### Given request
From the listing below, extract every line that contains the string "mouth", matching case exactly.

# START OF Data provided

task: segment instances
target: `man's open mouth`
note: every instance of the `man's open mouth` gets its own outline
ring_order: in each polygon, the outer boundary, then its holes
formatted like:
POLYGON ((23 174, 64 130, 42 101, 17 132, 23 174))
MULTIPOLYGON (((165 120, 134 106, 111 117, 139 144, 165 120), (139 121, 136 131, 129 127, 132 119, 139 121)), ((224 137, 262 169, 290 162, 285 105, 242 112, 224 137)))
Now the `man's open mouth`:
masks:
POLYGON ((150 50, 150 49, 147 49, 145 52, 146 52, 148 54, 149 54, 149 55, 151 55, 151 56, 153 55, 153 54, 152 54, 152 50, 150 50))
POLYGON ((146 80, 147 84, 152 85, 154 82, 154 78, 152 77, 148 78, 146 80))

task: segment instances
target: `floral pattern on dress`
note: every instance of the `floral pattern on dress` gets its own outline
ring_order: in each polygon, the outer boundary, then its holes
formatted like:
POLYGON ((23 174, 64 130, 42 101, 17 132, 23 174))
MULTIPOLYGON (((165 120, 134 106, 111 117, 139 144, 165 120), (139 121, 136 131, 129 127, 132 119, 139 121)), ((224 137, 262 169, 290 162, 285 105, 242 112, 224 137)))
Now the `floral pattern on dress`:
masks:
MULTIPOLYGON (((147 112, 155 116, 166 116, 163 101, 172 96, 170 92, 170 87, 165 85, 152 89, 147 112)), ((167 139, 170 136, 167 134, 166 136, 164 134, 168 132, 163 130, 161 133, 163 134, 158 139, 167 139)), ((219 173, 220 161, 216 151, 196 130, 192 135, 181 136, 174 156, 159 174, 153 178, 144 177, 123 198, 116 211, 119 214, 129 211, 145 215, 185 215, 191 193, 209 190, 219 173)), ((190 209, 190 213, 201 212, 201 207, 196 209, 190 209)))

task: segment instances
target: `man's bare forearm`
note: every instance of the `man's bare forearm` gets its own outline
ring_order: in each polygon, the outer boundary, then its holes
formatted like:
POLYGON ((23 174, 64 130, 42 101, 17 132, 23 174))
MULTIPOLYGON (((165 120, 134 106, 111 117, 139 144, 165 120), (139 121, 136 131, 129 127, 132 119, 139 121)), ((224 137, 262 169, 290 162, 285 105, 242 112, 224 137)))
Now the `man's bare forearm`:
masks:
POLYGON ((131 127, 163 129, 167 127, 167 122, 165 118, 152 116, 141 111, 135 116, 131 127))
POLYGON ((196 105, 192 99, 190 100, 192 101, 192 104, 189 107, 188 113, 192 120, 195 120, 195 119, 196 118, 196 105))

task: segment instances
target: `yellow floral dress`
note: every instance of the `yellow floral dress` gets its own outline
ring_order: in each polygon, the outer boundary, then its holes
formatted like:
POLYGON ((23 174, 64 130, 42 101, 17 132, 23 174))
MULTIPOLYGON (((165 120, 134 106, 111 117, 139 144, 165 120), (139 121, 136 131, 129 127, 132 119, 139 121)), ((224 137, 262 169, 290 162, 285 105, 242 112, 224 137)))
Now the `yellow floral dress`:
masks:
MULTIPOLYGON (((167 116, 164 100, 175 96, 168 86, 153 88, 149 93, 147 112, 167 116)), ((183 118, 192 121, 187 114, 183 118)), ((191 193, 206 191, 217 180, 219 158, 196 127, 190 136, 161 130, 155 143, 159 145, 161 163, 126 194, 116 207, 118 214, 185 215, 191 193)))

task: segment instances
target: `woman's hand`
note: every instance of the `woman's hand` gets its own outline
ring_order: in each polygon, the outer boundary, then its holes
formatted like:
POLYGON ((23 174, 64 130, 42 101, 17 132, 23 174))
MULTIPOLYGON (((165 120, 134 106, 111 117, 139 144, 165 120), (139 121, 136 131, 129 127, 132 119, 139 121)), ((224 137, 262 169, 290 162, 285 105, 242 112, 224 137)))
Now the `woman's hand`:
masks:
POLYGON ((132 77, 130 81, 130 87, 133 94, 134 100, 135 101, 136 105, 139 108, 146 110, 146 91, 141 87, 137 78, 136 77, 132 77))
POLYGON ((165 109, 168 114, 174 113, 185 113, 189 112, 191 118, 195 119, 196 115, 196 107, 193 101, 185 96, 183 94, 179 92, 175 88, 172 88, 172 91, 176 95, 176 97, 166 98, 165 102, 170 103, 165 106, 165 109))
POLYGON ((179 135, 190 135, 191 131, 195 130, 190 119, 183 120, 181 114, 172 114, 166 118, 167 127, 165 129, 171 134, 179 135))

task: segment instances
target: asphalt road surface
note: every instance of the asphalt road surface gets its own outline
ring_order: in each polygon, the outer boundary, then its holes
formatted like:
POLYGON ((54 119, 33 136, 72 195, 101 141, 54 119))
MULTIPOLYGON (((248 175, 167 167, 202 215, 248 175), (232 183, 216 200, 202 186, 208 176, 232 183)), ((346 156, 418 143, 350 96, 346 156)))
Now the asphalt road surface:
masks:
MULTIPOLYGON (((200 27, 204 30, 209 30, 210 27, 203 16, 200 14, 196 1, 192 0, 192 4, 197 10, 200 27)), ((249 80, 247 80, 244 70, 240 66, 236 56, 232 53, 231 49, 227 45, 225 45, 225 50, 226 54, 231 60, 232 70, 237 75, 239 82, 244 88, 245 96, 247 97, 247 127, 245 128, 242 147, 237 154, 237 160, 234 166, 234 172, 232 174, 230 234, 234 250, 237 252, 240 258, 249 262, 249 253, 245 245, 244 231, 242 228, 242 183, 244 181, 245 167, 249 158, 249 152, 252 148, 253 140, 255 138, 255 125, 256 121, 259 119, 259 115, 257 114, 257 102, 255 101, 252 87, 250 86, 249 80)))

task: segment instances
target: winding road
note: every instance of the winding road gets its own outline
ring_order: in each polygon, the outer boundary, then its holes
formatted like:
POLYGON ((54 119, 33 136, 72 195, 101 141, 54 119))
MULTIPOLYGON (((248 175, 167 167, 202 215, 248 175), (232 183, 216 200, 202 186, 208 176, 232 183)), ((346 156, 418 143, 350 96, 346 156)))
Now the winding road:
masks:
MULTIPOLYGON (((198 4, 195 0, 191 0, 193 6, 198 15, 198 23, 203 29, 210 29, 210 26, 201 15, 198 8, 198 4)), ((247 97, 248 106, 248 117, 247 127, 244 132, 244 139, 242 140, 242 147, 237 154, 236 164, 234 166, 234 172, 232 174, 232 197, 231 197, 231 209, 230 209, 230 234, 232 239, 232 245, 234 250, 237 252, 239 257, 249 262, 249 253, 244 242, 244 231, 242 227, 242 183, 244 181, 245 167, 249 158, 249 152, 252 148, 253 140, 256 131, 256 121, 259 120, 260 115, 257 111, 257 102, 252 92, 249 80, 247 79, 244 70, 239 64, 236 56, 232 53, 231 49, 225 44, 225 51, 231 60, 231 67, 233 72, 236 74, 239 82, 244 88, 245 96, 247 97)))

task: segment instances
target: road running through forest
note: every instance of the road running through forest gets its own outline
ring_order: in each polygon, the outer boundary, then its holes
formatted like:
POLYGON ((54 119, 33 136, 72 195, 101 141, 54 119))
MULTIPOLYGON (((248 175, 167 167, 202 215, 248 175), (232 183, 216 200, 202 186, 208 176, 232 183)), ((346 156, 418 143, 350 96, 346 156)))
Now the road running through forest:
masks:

# END OF Data provided

### Result of this exercise
target: `man's open mouth`
note: every instance of the `man's open mouth` gets its own outline
Now the `man's open mouth`:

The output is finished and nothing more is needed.